● Required work: The lines wanted are those in the data below that include "patch".

[Task inputs]

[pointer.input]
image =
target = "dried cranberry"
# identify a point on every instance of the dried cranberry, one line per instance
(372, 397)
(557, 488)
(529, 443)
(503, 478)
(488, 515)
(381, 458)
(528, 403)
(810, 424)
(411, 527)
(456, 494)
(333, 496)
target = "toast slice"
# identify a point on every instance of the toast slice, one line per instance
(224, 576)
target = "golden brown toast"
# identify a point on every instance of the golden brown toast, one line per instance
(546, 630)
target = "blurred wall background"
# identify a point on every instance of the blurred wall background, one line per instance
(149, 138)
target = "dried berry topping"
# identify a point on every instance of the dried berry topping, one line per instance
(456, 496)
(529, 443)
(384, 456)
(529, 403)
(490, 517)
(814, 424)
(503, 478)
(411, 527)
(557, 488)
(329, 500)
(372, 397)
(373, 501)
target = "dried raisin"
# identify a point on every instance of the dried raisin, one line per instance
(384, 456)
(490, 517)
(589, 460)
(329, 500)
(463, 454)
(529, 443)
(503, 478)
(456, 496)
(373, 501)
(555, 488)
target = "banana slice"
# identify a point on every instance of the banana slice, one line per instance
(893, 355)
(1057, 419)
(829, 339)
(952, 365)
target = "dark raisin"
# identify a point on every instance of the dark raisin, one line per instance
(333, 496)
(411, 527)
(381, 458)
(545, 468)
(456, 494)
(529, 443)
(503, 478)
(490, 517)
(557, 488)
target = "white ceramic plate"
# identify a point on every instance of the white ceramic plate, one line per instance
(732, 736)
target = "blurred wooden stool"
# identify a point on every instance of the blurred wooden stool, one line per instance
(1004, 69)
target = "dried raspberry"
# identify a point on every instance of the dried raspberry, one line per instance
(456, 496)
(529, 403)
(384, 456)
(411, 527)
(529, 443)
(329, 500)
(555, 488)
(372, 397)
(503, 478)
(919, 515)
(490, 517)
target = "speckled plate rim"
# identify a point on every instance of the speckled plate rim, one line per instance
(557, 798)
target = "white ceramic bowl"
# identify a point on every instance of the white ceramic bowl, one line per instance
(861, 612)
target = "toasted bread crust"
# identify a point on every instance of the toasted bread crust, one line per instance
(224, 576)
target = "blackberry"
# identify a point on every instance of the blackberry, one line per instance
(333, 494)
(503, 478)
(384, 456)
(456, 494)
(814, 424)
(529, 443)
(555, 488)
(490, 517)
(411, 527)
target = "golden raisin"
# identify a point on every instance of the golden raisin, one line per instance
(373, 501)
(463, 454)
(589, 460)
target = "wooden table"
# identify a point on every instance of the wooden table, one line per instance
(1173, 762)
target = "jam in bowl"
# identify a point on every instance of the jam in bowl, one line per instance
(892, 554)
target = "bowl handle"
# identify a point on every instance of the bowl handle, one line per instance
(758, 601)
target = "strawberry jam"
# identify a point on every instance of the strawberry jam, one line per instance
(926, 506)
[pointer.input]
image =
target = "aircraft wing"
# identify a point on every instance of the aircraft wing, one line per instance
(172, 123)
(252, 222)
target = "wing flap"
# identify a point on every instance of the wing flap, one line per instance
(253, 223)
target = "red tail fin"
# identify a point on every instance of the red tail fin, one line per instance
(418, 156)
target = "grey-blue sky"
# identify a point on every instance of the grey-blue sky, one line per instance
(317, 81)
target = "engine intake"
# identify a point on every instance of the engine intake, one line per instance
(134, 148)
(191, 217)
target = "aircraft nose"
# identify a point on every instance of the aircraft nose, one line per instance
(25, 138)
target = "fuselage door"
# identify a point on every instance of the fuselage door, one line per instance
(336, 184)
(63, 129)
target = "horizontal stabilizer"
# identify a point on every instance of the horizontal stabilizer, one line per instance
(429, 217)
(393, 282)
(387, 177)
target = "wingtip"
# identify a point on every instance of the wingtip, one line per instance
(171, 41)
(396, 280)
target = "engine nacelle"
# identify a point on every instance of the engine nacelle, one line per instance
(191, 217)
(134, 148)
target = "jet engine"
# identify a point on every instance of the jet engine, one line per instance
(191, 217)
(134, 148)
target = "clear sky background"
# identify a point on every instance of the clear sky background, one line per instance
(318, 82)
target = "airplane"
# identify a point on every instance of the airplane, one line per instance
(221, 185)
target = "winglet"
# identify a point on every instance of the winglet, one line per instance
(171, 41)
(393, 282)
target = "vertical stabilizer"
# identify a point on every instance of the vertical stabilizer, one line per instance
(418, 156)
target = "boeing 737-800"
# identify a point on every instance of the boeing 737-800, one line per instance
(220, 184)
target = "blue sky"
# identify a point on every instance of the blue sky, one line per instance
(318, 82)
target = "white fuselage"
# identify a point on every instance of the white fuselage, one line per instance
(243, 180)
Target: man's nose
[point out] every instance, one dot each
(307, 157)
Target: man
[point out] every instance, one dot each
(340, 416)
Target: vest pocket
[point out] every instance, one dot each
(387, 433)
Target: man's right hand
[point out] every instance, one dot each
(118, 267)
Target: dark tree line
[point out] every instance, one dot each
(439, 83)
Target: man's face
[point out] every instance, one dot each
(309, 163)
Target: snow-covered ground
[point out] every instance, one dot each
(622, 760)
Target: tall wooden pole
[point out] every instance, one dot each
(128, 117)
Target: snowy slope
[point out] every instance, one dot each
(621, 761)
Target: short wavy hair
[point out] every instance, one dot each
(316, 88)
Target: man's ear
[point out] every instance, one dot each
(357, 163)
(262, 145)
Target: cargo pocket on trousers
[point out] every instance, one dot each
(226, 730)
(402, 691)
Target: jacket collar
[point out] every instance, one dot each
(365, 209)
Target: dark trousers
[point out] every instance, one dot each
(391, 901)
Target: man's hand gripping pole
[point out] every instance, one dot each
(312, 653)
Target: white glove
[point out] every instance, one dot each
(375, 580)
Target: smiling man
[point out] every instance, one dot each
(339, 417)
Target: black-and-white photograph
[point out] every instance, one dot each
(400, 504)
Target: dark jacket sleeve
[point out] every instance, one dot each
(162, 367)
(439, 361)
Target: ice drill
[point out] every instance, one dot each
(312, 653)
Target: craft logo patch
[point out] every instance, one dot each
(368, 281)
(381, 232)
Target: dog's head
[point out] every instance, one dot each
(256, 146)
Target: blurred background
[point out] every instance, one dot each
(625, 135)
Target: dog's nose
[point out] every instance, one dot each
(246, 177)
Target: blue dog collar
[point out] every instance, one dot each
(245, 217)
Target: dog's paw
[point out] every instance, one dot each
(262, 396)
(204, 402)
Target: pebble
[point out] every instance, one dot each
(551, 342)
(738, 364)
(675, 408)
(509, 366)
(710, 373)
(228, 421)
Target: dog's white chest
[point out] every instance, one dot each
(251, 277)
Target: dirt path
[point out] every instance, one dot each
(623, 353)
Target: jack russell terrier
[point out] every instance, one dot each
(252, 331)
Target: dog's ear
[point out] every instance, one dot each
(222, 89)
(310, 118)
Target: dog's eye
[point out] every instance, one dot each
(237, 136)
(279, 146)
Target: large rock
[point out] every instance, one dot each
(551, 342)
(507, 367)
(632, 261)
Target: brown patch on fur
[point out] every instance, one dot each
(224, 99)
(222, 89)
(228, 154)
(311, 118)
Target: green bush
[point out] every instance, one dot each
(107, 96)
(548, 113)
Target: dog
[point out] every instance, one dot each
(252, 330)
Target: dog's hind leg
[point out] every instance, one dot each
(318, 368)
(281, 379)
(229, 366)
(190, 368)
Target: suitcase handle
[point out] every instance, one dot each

[/Task inputs]

● Written solution:
Target: craft logo patch
Target: brown patch on fur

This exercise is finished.